DO THIS
Convert the records below into a two-column CSV with the columns input and output. Give one row per request, placing its text under input and its answer under output, with each value in a single quoted field and line breaks replaced by spaces.

Object position labeling records
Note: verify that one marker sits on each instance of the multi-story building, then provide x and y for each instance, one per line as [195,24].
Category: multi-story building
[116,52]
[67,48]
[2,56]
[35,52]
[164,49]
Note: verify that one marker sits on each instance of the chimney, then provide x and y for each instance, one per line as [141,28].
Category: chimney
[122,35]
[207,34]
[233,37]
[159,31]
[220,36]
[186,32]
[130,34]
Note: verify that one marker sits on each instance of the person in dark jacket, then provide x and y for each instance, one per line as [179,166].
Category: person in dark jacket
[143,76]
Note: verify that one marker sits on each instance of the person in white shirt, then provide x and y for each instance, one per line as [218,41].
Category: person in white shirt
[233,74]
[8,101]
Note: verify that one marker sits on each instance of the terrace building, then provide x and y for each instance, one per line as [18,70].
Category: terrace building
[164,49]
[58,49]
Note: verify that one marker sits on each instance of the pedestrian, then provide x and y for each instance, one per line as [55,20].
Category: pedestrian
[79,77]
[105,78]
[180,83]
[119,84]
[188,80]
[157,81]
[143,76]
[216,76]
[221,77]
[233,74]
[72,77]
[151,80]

CORRECT OUTPUT
input,output
"Note: verify that one marker sits on each instance of the multi-story building, then provide x and y for each instance, one per line as [195,24]. Category: multi-story building","[116,52] [67,48] [2,56] [35,52] [164,49]"
"Note: verify that one marker sits on each instance of the chimney, then provide x and y for each instance, one per line as [141,28]. Category: chimney","[122,35] [207,34] [233,37] [159,31] [220,36] [186,32] [130,34]"
"Note: verify that one marker sits on each instance of the person in dark jacket, then provide x and y for each instance, one per line as [179,166]. Category: person in dark jacket","[143,76]"
"Note: verify that one marker sits on each instance of the person in white shirt, then provide x and y for each instance, one per line as [218,41]. Category: person in white shirt","[233,74] [8,101]"
"Note: verify that one marker sits on each instance of the terrace building, then provide x and y for each instance, one per line as [18,70]. Category: terrace building","[164,49] [58,49]"
"Note: verify that one marker sits on each instance of the pedestrian, then provide x and y for each instance, one per line as [55,20]. Category: pedestrian","[79,77] [105,78] [180,83] [119,84] [188,80] [157,81] [143,76] [216,76] [221,77] [233,74] [72,77] [151,80]"